The three lists are generated by Write.print_services_info() calling Write.print_avail_service_info(), Write.print_config_service_info(), and Write.print_locales():

# in the Write class
@classmethod
def print_services_info(cls, lingo_mgr: XLinguServiceManager2, loc: Locale | None = None) -> None:
    if loc is None:
        loc = Locale("en", "US", "")
    print("Available Services:")
    cls.print_avail_service_info(lingo_mgr, "SpellChecker", loc)
    cls.print_avail_service_info(lingo_mgr, "Thesaurus", loc)
    cls.print_avail_service_info(lingo_mgr, "Hyphenator", loc)
    cls.print_avail_service_info(lingo_mgr, "Proofreader", loc)
    print()

    print("Configured Services:")
    cls.print_config_service_info(lingo_mgr, "SpellChecker", loc)
    cls.print_config_service_info(lingo_mgr, "Thesaurus", loc)
    cls.print_config_service_info(lingo_mgr, "Hyphenator", loc)
    cls.print_config_service_info(lingo_mgr, "Proofreader", loc)
    print()

    cls.print_locales(
        "SpellChecker", lingo_mgr.getAvailableLocales("com.sun.star.linguistic2.SpellChecker")
    )
    cls.print_locales(
        "Thesaurus", lingo_mgr.getAvailableLocales("com.sun.star.linguistic2.Thesaurus")
    )
    cls.print_locales(
        "Hyphenator", lingo_mgr.getAvailableLocales("com.sun.star.linguistic2.Hyphenator")
    )
    cls.print_locales(
        "Proofreader", lingo_mgr.getAvailableLocales("com.sun.star.linguistic2.Proofreader")
    )
    print()

The choice of services depends on the current locale by default, so Write.print_services_info() begins by creating an American English locale, which matches my version of Office. Write.print_services_info() can also take a Locale as an option.

Write.print_avail_service_info() utilizes XLinguServiceManager.getAvailableServices() to retrieve a list of the available services. In a similar way, Write.print_config_service_info() calls XLinguServiceManager.getConfiguredServices(), and Write.print_locales() gets a sequence of Locale objects from XLinguServiceManager.getAvailableLocales().

10.2 Using the Spell Checker

There’s a few examples in Lingo example of applying the spell checker to individual words:

# in lingo example
# use spell checker
Write.spell_word("horseback", speller)
Write.spell_word("ceurse", speller)
Write.spell_word("magisian", speller)
Write.spell_word("ellucidate", speller)

XLinguServiceManager.getSpellChecker() returns a reference to the spell checker, and Write.spell_word() checks the supplied word. For the code above, the following is printed:

* "ceurse" is unknown. Try:
No. of names: 8
  "curse"  "course"  "secateurs"  "cerise"

* REQUIRED ACTIONS
1 – Using the linguistic services excerpt above, decide whether each statement agrees with it, answering yes or no and quoting the words that decide it. (a) When no locale is supplied, Write.print_services_info() uses a French locale. (b) Write.print_config_service_info() relies on XLinguServiceManager.getConfiguredServices(). (c) XLinguServiceManager.getSpellChecker() returns a reference to the spell checker.
2 – List every word that the linguistic services excerpt passes to Write.spell_word().

* INFORMATION SHOWN
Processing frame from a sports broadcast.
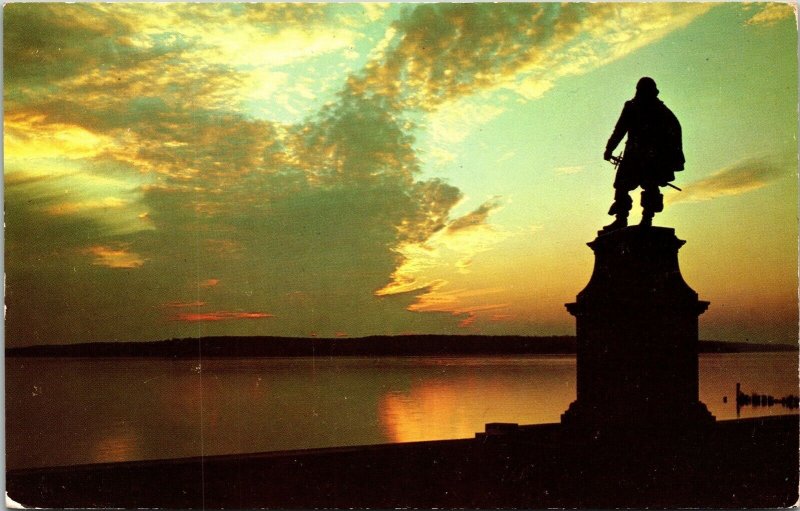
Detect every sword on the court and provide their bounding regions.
[608,152,683,192]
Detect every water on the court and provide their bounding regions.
[6,353,798,469]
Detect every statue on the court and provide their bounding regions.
[601,77,685,234]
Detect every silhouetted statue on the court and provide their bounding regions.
[602,77,685,233]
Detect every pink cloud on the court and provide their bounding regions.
[161,301,206,309]
[172,311,273,323]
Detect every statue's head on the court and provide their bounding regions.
[636,76,658,98]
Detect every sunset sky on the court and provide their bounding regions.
[3,3,798,346]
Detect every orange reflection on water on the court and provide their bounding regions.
[90,423,141,463]
[378,364,575,442]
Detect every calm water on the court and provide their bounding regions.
[6,353,798,468]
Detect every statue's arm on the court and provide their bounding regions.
[603,103,630,160]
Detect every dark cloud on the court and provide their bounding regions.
[447,197,500,234]
[351,3,591,110]
[5,4,500,345]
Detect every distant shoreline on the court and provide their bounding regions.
[5,335,798,359]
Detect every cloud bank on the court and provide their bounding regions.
[3,3,710,345]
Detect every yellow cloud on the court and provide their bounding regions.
[85,245,145,269]
[3,113,115,160]
[670,158,796,203]
[745,2,797,25]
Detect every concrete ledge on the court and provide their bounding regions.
[7,415,798,509]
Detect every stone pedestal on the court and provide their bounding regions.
[561,226,714,436]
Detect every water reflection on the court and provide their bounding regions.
[6,353,797,468]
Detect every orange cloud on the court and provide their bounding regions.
[85,245,144,269]
[671,158,794,203]
[172,311,273,323]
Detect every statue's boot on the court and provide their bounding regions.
[600,215,628,234]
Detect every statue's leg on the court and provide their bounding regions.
[608,188,633,218]
[639,185,664,227]
[602,188,633,232]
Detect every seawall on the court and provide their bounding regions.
[7,415,798,509]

* EXPECTED OUTPUTS
1 –
(a) No: "Write.print_services_info() begins by creating an American English locale"
(b) Yes: "Write.print_config_service_info() calls XLinguServiceManager.getConfiguredServices()"
(c) Yes: "XLinguServiceManager.getSpellChecker() returns a reference to the spell checker"

2 –
horseback
ceurse
magisian
ellucidate